** TO DO **
Reproduce exactly the lines from the one containing "If you would be willing to tag the metal fence" through the last line of the records below, both included, and nothing else.

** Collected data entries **
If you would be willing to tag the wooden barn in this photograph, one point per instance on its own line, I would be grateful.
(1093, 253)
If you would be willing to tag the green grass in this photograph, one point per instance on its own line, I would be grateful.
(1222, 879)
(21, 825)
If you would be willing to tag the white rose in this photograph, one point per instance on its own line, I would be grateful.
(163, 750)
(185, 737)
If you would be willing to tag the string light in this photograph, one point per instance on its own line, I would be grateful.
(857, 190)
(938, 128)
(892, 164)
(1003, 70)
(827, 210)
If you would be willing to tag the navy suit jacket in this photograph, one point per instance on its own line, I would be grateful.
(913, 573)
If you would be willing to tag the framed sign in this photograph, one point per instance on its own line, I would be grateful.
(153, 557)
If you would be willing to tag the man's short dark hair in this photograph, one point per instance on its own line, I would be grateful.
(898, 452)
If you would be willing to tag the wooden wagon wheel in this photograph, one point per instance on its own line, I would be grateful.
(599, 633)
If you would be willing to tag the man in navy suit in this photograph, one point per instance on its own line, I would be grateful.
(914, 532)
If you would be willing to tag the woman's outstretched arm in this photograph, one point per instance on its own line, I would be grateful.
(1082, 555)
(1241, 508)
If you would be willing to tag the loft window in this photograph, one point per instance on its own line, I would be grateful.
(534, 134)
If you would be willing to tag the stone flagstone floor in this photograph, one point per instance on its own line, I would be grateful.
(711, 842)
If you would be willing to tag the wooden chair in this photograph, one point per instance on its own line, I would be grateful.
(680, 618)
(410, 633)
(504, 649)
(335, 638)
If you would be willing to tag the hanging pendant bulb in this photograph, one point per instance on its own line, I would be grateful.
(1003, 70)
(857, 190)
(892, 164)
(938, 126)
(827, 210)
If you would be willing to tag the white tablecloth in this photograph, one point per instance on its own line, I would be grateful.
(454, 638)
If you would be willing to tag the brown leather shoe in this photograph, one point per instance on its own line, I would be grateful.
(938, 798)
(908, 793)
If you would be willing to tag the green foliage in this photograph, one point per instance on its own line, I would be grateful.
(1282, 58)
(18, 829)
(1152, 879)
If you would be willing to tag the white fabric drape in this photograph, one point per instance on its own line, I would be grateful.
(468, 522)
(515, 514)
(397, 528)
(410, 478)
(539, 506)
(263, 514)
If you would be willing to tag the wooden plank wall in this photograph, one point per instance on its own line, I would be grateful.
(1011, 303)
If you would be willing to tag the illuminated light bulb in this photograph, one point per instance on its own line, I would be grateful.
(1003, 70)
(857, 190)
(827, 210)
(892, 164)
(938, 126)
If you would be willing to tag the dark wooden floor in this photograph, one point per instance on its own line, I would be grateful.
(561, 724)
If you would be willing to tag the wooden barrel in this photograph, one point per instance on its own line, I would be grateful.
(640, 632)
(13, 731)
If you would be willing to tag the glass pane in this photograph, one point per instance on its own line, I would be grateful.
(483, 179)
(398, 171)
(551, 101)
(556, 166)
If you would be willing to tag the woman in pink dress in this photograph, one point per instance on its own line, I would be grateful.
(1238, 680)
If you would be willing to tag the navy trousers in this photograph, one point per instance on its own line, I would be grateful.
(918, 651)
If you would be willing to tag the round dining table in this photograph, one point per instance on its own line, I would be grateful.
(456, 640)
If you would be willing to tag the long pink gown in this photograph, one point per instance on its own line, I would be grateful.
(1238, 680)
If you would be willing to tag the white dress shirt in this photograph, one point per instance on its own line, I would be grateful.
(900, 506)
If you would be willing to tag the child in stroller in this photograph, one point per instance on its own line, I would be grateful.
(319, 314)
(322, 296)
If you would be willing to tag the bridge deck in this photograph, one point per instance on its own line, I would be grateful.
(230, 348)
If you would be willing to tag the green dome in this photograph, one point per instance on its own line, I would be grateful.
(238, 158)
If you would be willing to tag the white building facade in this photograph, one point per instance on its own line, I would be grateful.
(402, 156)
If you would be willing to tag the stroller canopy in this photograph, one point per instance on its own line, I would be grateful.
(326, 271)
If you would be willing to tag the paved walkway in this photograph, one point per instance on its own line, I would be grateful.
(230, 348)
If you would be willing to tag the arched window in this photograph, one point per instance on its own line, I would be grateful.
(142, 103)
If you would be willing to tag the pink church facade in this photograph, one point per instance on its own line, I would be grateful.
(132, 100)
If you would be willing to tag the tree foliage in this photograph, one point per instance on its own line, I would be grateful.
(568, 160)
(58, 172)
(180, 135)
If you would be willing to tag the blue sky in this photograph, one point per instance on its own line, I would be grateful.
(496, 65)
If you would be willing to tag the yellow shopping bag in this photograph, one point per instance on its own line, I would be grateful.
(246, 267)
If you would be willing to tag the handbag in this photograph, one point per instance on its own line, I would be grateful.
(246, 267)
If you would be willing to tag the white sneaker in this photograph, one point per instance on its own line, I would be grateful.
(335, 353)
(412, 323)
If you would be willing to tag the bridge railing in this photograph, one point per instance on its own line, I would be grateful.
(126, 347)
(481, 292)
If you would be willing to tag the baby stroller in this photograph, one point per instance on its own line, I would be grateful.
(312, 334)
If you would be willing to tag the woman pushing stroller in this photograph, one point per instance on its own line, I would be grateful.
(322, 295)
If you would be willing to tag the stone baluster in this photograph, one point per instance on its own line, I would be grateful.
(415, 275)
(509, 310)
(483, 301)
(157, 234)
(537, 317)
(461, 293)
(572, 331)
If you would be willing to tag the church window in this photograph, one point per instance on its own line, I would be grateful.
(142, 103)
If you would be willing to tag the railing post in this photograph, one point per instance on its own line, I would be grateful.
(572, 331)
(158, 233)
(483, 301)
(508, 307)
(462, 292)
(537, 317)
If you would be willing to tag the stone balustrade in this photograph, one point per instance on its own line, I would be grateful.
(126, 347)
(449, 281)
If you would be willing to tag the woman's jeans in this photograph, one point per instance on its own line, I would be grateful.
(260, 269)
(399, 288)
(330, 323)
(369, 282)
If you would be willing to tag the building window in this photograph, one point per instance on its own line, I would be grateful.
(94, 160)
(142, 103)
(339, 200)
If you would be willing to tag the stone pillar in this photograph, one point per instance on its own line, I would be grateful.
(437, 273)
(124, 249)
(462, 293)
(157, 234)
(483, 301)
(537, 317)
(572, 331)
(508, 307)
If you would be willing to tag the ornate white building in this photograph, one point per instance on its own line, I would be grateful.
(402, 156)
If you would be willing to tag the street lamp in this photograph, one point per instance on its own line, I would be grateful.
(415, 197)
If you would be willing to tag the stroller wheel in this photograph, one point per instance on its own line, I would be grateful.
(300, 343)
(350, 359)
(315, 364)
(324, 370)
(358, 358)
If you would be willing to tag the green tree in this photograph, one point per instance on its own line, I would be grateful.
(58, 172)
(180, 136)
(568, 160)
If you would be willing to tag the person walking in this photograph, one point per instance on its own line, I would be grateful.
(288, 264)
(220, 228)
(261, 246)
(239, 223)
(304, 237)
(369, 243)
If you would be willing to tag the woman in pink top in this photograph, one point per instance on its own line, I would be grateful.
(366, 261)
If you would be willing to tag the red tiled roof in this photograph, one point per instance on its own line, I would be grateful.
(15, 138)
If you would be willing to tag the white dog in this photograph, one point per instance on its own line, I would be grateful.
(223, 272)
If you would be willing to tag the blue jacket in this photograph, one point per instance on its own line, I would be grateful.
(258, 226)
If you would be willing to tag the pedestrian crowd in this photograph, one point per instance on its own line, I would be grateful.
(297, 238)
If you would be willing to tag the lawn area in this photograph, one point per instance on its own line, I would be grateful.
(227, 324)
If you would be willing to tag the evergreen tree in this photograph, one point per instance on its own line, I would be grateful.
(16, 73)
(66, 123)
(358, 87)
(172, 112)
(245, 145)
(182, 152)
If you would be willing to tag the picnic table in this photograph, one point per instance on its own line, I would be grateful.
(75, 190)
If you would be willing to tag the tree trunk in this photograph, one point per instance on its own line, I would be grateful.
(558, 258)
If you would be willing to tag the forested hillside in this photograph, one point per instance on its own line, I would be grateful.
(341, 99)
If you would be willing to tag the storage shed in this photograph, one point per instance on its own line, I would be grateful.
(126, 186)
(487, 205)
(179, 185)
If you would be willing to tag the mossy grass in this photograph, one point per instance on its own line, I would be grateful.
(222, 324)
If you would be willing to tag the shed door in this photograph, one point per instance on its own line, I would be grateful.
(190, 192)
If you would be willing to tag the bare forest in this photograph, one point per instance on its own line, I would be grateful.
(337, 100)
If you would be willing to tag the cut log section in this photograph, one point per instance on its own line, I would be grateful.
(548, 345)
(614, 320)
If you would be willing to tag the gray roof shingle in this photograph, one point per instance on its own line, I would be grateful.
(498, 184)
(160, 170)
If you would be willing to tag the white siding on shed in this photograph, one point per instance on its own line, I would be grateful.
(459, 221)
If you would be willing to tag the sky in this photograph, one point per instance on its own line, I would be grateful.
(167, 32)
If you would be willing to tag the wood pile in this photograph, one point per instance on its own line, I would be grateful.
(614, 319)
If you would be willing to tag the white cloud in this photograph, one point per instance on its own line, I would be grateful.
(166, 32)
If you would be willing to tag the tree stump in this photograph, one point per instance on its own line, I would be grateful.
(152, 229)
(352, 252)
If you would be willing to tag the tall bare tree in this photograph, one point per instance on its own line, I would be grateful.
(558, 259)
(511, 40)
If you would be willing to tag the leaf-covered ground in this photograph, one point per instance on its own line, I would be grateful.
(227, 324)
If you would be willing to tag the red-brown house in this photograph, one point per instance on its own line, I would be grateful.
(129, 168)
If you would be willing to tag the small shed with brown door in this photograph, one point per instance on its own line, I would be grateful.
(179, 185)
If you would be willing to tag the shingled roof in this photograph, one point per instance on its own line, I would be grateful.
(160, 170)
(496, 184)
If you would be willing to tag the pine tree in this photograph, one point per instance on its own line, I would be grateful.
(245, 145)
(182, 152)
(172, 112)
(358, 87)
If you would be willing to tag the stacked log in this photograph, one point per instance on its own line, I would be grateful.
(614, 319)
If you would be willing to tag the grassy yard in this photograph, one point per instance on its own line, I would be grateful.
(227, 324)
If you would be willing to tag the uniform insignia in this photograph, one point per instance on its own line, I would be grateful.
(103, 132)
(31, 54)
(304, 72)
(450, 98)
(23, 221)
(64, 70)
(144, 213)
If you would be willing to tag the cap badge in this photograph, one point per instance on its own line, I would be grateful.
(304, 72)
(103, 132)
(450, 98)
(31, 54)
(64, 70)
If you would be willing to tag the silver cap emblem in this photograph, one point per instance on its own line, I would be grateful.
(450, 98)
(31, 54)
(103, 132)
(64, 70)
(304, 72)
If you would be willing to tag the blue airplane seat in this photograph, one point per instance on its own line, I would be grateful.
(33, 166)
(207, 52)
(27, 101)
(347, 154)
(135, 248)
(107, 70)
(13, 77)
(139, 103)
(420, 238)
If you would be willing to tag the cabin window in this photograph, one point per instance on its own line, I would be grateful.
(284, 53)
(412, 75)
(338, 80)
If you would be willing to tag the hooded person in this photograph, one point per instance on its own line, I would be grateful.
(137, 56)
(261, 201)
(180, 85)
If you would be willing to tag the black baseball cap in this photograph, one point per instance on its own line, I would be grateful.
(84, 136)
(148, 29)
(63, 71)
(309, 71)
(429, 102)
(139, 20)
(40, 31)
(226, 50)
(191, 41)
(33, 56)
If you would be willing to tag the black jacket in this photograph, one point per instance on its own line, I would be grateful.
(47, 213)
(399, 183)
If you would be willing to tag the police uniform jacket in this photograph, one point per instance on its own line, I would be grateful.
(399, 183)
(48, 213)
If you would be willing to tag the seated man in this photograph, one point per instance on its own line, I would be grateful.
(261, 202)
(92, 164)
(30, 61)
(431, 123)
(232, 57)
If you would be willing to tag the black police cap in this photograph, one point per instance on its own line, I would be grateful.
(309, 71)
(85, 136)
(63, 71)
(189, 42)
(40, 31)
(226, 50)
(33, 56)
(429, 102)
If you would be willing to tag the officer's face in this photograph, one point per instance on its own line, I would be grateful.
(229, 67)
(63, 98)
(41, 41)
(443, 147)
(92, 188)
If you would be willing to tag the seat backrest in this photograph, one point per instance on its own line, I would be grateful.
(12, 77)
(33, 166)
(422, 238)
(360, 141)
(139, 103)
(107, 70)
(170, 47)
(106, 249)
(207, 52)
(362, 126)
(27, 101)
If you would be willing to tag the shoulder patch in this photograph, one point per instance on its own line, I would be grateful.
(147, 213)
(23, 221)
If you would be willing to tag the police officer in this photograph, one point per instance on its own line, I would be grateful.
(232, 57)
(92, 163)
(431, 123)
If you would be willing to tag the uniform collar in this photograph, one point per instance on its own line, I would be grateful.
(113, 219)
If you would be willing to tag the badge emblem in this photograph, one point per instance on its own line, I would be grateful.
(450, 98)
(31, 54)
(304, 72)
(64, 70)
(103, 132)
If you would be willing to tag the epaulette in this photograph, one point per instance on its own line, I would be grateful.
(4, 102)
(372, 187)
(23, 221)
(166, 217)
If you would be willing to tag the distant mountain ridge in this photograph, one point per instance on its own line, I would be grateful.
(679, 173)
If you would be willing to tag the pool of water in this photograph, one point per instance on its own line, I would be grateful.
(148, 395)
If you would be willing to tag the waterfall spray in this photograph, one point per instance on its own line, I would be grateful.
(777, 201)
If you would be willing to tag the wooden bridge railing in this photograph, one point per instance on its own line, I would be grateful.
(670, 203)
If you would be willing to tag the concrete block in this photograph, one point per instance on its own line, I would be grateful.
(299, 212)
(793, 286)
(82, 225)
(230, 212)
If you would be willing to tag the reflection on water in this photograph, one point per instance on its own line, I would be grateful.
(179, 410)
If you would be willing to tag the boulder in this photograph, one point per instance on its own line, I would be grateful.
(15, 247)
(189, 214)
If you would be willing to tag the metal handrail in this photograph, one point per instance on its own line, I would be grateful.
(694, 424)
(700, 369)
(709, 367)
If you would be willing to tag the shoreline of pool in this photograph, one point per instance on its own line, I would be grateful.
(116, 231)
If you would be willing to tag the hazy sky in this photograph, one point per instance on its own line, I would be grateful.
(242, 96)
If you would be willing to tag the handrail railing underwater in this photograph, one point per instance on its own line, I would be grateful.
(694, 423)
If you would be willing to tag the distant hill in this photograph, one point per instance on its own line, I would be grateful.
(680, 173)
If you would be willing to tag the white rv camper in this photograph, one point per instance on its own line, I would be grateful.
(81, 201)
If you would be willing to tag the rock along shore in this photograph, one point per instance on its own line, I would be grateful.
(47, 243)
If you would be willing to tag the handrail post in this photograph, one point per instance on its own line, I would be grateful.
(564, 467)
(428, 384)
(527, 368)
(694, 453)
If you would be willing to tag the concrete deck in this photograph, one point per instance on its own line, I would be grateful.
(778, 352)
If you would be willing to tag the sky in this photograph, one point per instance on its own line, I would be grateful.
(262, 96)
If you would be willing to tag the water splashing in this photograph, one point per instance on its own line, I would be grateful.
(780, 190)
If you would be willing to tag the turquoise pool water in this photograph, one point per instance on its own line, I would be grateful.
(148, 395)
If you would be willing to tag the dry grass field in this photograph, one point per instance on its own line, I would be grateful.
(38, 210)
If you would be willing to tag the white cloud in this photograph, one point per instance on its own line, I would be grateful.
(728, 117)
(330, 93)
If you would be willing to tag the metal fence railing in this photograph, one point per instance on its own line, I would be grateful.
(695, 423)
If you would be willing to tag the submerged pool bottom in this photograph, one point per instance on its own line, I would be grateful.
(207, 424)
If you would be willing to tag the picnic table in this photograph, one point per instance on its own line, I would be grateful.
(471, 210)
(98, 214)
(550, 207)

** ANSWER BOX **
If you would be willing to tag the metal fence railing in this photograph, one point per instance on its own line, I would be grateful.
(695, 423)
If you would be willing to tag the submerged pool bottom in this photograph, one point per instance on its own line, I would be grateful.
(207, 424)
If you would be willing to tag the picnic table in this photograph, one point per instance on its own line, I would be grateful.
(471, 210)
(98, 214)
(550, 207)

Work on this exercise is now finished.